===== Material =====
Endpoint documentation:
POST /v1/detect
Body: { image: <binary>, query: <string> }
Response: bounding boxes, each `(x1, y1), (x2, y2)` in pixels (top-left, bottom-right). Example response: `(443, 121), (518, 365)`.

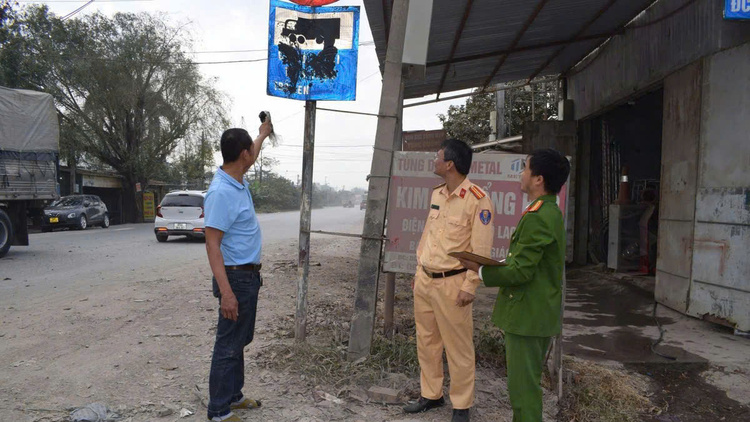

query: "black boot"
(451, 409), (469, 422)
(404, 397), (445, 413)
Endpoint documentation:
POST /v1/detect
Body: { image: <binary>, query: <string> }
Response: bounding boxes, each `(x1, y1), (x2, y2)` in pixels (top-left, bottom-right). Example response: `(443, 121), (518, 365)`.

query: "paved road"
(0, 207), (365, 306)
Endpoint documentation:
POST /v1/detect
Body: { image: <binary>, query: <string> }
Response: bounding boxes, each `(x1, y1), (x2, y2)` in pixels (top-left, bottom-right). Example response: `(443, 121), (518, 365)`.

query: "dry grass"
(560, 359), (651, 422)
(474, 322), (505, 369)
(263, 334), (419, 388)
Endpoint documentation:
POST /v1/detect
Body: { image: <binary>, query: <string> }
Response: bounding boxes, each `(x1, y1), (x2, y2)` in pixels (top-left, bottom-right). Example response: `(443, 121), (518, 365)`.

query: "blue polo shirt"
(203, 168), (261, 265)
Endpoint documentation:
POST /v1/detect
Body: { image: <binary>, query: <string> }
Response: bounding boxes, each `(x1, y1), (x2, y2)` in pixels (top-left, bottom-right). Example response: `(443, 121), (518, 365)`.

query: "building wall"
(567, 0), (750, 331)
(567, 0), (750, 119)
(654, 61), (703, 312)
(688, 43), (750, 331)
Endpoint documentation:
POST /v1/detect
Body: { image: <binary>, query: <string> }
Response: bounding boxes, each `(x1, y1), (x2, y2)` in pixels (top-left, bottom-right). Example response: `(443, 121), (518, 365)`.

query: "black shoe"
(451, 409), (469, 422)
(404, 397), (445, 413)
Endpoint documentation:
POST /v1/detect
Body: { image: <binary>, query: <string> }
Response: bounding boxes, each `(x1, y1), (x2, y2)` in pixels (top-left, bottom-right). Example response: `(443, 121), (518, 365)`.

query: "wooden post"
(383, 273), (396, 338)
(349, 0), (409, 360)
(383, 80), (404, 338)
(550, 178), (570, 399)
(294, 101), (316, 341)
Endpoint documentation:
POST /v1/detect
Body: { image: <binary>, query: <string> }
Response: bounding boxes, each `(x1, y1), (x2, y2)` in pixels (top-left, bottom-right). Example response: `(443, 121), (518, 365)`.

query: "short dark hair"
(221, 128), (253, 164)
(528, 148), (570, 195)
(440, 139), (472, 176)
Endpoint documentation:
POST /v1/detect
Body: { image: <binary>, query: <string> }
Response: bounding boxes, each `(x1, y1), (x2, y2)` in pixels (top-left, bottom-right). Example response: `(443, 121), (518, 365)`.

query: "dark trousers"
(505, 332), (550, 422)
(208, 270), (263, 419)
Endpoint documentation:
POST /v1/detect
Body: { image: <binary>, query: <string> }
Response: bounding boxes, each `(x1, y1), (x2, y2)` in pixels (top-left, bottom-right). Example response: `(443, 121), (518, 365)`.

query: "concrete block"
(367, 387), (401, 404)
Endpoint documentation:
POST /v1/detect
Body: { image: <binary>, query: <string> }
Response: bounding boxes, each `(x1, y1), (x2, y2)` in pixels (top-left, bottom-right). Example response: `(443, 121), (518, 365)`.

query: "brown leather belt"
(224, 264), (262, 271)
(422, 267), (467, 278)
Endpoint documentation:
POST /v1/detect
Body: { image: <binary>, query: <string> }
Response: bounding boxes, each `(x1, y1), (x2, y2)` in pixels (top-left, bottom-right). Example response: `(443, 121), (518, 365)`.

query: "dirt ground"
(0, 237), (746, 422)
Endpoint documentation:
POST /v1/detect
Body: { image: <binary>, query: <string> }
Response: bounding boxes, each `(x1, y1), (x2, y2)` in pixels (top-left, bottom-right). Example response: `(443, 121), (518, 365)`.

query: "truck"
(0, 87), (60, 258)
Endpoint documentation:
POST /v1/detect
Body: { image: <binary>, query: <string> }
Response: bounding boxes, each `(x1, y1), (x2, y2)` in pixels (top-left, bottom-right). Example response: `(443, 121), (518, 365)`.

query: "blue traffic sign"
=====
[Given request] Count the lines in the data that contain the string "dark", treating uppercase and lowercase letters as different. Reply with the number alone.

[Reply to the exercise] 2